WRITTEN INSTRUCTION:
Copy nothing but the text: repeat each entry exactly and drop the images.

EXTRACTED MATERIAL:
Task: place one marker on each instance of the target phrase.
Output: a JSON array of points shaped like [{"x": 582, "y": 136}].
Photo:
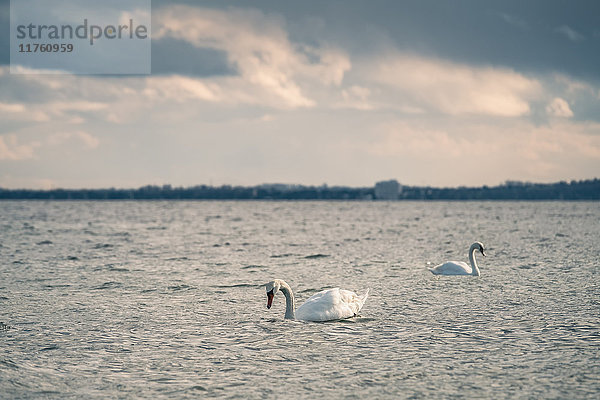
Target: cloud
[
  {"x": 455, "y": 89},
  {"x": 570, "y": 33},
  {"x": 513, "y": 20},
  {"x": 11, "y": 108},
  {"x": 10, "y": 149},
  {"x": 559, "y": 108},
  {"x": 464, "y": 153},
  {"x": 271, "y": 69},
  {"x": 89, "y": 141}
]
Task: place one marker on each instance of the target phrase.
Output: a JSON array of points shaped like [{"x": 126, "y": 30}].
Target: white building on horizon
[{"x": 387, "y": 190}]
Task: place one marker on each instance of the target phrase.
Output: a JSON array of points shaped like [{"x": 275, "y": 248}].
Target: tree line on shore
[{"x": 574, "y": 190}]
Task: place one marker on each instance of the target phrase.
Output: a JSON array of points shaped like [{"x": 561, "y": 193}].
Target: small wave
[
  {"x": 177, "y": 288},
  {"x": 237, "y": 285},
  {"x": 282, "y": 255},
  {"x": 107, "y": 285},
  {"x": 318, "y": 255},
  {"x": 177, "y": 259},
  {"x": 253, "y": 266},
  {"x": 156, "y": 228}
]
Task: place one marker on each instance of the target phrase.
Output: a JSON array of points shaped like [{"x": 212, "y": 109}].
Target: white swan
[
  {"x": 327, "y": 305},
  {"x": 459, "y": 267}
]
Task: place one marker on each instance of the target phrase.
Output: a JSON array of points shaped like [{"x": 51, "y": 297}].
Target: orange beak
[{"x": 270, "y": 299}]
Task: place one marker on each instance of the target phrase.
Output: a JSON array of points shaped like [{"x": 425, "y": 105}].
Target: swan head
[
  {"x": 479, "y": 246},
  {"x": 272, "y": 288}
]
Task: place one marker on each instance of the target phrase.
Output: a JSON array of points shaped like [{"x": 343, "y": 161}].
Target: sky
[{"x": 342, "y": 92}]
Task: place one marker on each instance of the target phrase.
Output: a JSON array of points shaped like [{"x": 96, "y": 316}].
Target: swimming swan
[
  {"x": 327, "y": 305},
  {"x": 459, "y": 267}
]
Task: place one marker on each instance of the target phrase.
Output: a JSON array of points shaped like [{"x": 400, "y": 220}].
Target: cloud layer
[{"x": 297, "y": 106}]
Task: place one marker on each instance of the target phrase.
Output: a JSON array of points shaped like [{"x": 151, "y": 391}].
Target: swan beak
[{"x": 270, "y": 299}]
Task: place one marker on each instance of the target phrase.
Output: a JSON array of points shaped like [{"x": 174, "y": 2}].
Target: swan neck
[
  {"x": 289, "y": 301},
  {"x": 474, "y": 268}
]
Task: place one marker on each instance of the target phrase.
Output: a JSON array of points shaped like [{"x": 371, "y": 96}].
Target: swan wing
[
  {"x": 452, "y": 268},
  {"x": 331, "y": 304}
]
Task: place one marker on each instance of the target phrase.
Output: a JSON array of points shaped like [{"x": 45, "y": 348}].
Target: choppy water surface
[{"x": 162, "y": 299}]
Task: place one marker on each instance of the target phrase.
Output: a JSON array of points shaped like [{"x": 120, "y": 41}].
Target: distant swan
[
  {"x": 327, "y": 305},
  {"x": 459, "y": 267}
]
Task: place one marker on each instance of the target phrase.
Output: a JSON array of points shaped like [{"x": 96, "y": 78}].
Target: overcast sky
[{"x": 340, "y": 92}]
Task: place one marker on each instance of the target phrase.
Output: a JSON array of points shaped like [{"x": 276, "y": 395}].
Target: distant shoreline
[{"x": 565, "y": 191}]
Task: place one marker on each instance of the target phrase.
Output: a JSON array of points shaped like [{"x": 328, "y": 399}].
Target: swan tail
[{"x": 363, "y": 298}]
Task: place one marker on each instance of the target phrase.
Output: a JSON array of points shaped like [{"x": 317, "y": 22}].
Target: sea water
[{"x": 163, "y": 300}]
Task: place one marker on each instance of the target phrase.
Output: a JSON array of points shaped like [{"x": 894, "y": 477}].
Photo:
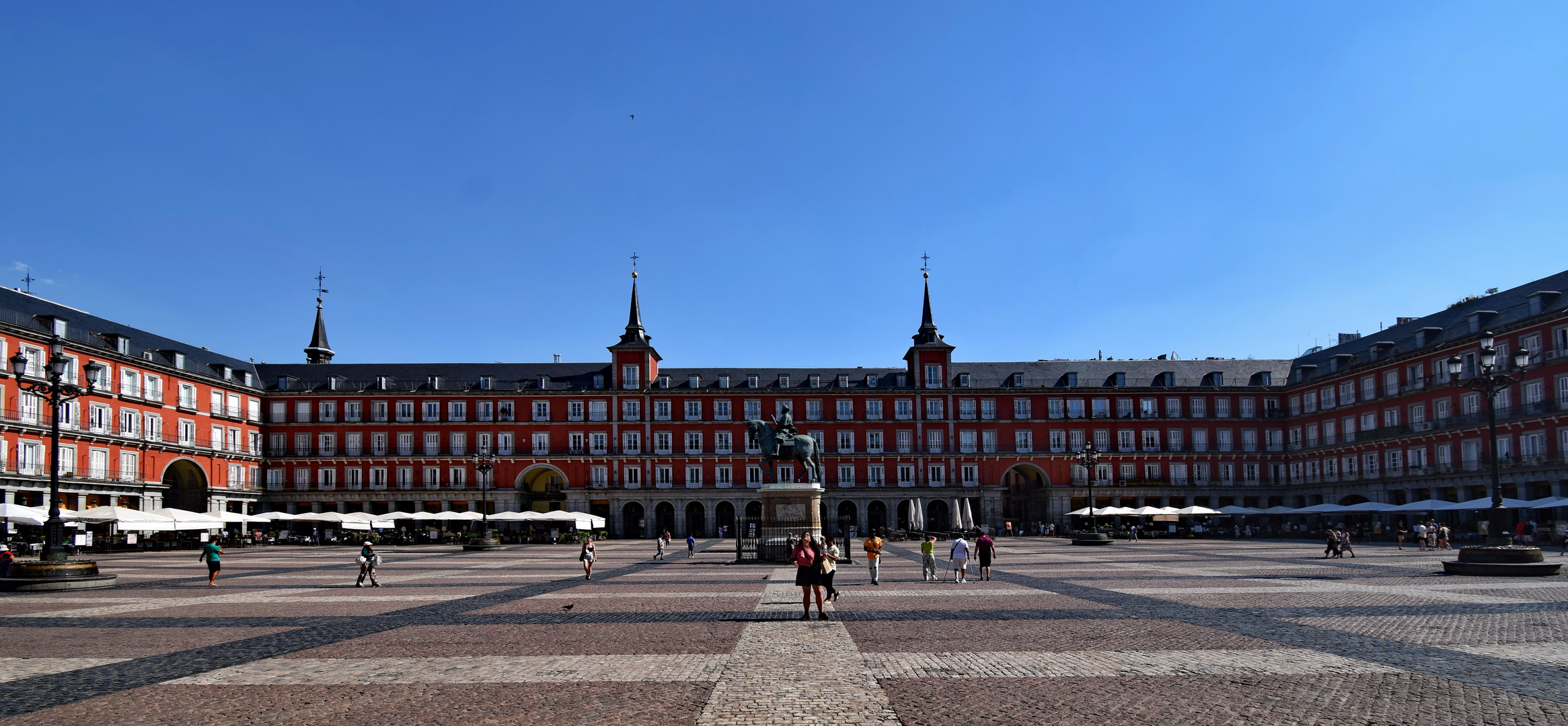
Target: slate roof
[
  {"x": 88, "y": 331},
  {"x": 1496, "y": 313}
]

REPLY:
Task: place one marker on each instance of the target phrase.
Output: a JSON array of points shaped like [{"x": 582, "y": 136}].
Photo:
Target: cloud
[
  {"x": 455, "y": 89},
  {"x": 570, "y": 33},
  {"x": 513, "y": 20},
  {"x": 11, "y": 108},
  {"x": 10, "y": 149},
  {"x": 559, "y": 108},
  {"x": 464, "y": 153},
  {"x": 271, "y": 69},
  {"x": 89, "y": 141}
]
Task: place one marker on each instance of the target phrase.
Output: a JSON array of points shaped like [{"x": 126, "y": 30}].
Target: white building on horizon
[{"x": 387, "y": 190}]
Task: place one marker on each instance of the target phrase.
Output: a JSON array of points shaped like [{"x": 275, "y": 248}].
Target: tree line on shore
[{"x": 574, "y": 190}]
Task: place one marker on each instance of the target phrase.
Output: a JSON array of points shaped like [{"x": 561, "y": 193}].
Target: small wave
[
  {"x": 177, "y": 288},
  {"x": 237, "y": 285},
  {"x": 282, "y": 255},
  {"x": 107, "y": 285},
  {"x": 318, "y": 255},
  {"x": 177, "y": 259},
  {"x": 253, "y": 266},
  {"x": 156, "y": 228}
]
Task: place one marker on each instance of the target phrase.
Output: a JSON array of points shaped like [{"x": 212, "y": 109}].
Target: white swan
[
  {"x": 327, "y": 305},
  {"x": 459, "y": 267}
]
Task: place one marker on each instance of the target phrase.
Output: a JSON array of points shaped like [{"x": 51, "y": 297}].
Target: orange beak
[{"x": 270, "y": 299}]
Task: place one marker on each instance of the target phrase.
Output: a JSON array of points shaped like [{"x": 425, "y": 105}].
Target: swan head
[
  {"x": 479, "y": 246},
  {"x": 272, "y": 288}
]
Task: place one marker on each instance of the target phrase.
Output: a JSON array of points shaped like [{"x": 343, "y": 161}].
Target: sky
[{"x": 342, "y": 92}]
Task: place one marker on each instance of the target phrase.
Output: a JSON array of points shaped like [{"x": 96, "y": 316}].
Target: swimming swan
[
  {"x": 327, "y": 305},
  {"x": 459, "y": 267}
]
Task: place one marker on each instance of the target phrase.
Output: a JSON array of points shaped like [{"x": 400, "y": 220}].
Target: cloud layer
[{"x": 297, "y": 106}]
Task: place one marker on each instance of the target phrase.
Output: a JSON array of points shaped like [{"x": 151, "y": 391}].
Target: swan beak
[{"x": 270, "y": 299}]
Task: place one marker on each instance of the target phrase.
Output: a JSON array of points shaped like [{"x": 174, "y": 2}].
Target: swan neck
[
  {"x": 289, "y": 301},
  {"x": 474, "y": 268}
]
Task: place one marker on each instance of the target phrase.
Output: a JSON array of points shaped like [{"x": 371, "y": 96}].
Target: swan wing
[
  {"x": 452, "y": 268},
  {"x": 331, "y": 304}
]
Task: place one marker on each instance of the target phrase.
Output: a JSON array of points shaped like [{"x": 45, "y": 348}].
Target: choppy water surface
[{"x": 162, "y": 299}]
Task: place one marker on each instance of the target phrase.
Output: a JSON array of points shaped like [{"x": 120, "y": 41}].
Target: distant swan
[
  {"x": 327, "y": 305},
  {"x": 459, "y": 267}
]
Task: place one marker on each instance of the target phrase.
Output: a JSON array of points shaped like [{"x": 96, "y": 78}].
Target: overcast sky
[{"x": 340, "y": 92}]
Task: place one marker on each instance of the target phrase.
Output: a JSON array of points shaped like [{"x": 276, "y": 395}].
Target: distant shoreline
[{"x": 565, "y": 191}]
Task: place one marker on each instance of the target phrase.
Output: a JSON array of points shaped like [{"x": 328, "y": 399}].
Target: swan tail
[{"x": 363, "y": 298}]
Task: place one marker on each instance of the target phrase.
Output: a JSON array of points shaped like [{"x": 317, "y": 22}].
Target: sea water
[{"x": 163, "y": 300}]
Task: place one marker on each instance of the target phrase.
Output: a JSON array of points shaped like [{"x": 894, "y": 477}].
Photo:
Target: slate roof
[
  {"x": 88, "y": 331},
  {"x": 1496, "y": 313}
]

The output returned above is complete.